• **DOCUMENT PASSAGE**
>> Begin

"Sugar, sugar! Oh, honey, honey!" lip-synchs a grinning Buddy Valastro in the teaser for the fourth season of TLC’s popular "Cake Boss." With a booming pastry enterprise, two hit reality shows ("The Next Great Baker" premiered last December), and a New York Times bestselling cookbook, the Cake Boss has plenty to smile about. But the business end of Buddy's bakery wasn't always so sweet.
As with any small company, Carlo's Bakery, an establishment Buddy's father purchased in 1964, has its fair share of logistical headaches. While the pains Valastro's bakery faces stem largely from rapid growth, many of America's small businesses struggle just to keep their heads above water.
Small but Mighty
Despite a hazy economic climate, the U.S. Small Business Administration (SBA) counts more than 6 million small businesses (defined as companies with 500 employees or fewer) in the country, up from 5.6 million in 2000. Brent Leary, cofounder and partner of CRM Essentials, explains this phenomenon: "Many small businesses today were created by necessity. People started businesses because they were laid off or needed to supplement income."
Companies are also easier to create than they were a decade ago. Leary says, "Technology enables people to start businesses at a much lower price point than in the past."
But easy to create doesn't mean simple to maintain. Failure rates among small businesses rose by 40 percent between 2007 and 2010, according to data collected by Dun & Bradstreet.

>> End

• **EXCERPTED RECORDS**

>> Begin

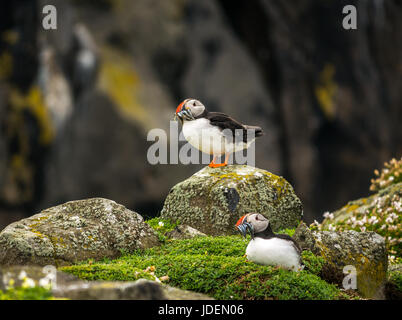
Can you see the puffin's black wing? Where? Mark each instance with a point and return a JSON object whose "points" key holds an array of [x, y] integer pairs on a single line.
{"points": [[223, 121]]}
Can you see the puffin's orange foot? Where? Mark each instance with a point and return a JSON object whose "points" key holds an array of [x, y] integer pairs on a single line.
{"points": [[217, 165]]}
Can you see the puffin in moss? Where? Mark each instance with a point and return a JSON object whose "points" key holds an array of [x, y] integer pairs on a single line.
{"points": [[214, 133], [266, 247]]}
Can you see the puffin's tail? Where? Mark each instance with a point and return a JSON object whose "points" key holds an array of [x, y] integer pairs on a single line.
{"points": [[258, 130]]}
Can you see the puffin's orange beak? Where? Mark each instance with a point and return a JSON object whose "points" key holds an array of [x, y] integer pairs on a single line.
{"points": [[243, 226], [183, 112], [240, 221], [178, 109]]}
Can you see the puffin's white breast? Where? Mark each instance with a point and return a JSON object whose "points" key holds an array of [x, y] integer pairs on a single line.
{"points": [[210, 139], [274, 251]]}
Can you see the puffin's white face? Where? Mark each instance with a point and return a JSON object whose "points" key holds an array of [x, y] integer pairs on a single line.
{"points": [[189, 109], [258, 221], [253, 222]]}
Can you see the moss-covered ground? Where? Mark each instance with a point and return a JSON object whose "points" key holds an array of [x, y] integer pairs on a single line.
{"points": [[35, 293], [215, 266]]}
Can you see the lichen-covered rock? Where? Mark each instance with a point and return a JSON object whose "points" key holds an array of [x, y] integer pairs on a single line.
{"points": [[184, 231], [64, 285], [214, 198], [381, 213], [365, 251], [75, 231]]}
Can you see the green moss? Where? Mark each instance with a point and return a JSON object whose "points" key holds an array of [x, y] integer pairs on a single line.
{"points": [[312, 263], [215, 266], [35, 293], [395, 277]]}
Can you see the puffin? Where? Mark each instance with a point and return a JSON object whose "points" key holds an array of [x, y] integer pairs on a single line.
{"points": [[266, 247], [214, 133]]}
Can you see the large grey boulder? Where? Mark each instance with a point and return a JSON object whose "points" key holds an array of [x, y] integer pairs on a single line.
{"points": [[214, 198], [64, 285], [75, 231], [364, 252]]}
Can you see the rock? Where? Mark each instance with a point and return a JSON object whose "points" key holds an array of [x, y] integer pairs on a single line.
{"points": [[363, 250], [379, 213], [214, 198], [184, 231], [74, 231], [70, 287]]}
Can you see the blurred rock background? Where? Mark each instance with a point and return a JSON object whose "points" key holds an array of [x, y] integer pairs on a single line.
{"points": [[76, 103]]}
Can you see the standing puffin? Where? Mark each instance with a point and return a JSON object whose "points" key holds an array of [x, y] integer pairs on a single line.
{"points": [[266, 247], [214, 133]]}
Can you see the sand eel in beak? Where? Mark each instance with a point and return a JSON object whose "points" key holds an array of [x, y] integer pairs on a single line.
{"points": [[214, 133], [266, 247]]}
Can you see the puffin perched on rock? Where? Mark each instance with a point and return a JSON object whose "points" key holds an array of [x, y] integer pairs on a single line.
{"points": [[266, 247], [214, 133]]}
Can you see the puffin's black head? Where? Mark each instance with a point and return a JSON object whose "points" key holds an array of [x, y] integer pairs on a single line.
{"points": [[189, 109], [252, 222]]}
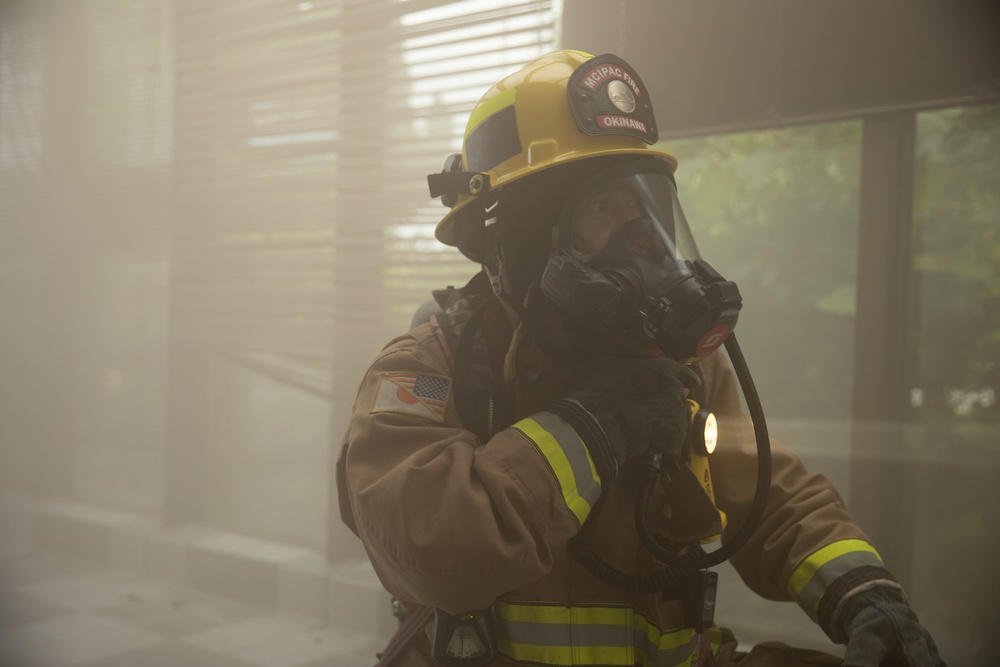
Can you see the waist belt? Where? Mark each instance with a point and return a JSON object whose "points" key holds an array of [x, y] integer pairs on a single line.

>> End

• **DIRECTION**
Quote back the whole Cake Boss and small business text word for word.

• **EXERCISE RESPONSE**
"Sugar, sugar! Oh, honey, honey!" lip-synchs a grinning Buddy Valastro in the teaser for the fourth season of TLC’s popular "Cake Boss." With a booming pastry enterprise, two hit reality shows ("The Next Great Baker" premiered last December), and a New York Times bestselling cookbook, the Cake Boss has plenty to smile about. But the business end of Buddy's bakery wasn't always so sweet.
As with any small company, Carlo's Bakery, an establishment Buddy's father purchased in 1964, has its fair share of logistical headaches. While the pains Valastro's bakery faces stem largely from rapid growth, many of America's small businesses struggle just to keep their heads above water.
Small but Mighty
Despite a hazy economic climate, the U.S. Small Business Administration (SBA) counts more than 6 million small businesses (defined as companies with 500 employees or fewer) in the country, up from 5.6 million in 2000. Brent Leary, cofounder and partner of CRM Essentials, explains this phenomenon: "Many small businesses today were created by necessity. People started businesses because they were laid off or needed to supplement income."
Companies are also easier to create than they were a decade ago. Leary says, "Technology enables people to start businesses at a much lower price point than in the past."
But easy to create doesn't mean simple to maintain. Failure rates among small businesses rose by 40 percent between 2007 and 2010, according to data collected by Dun & Bradstreet.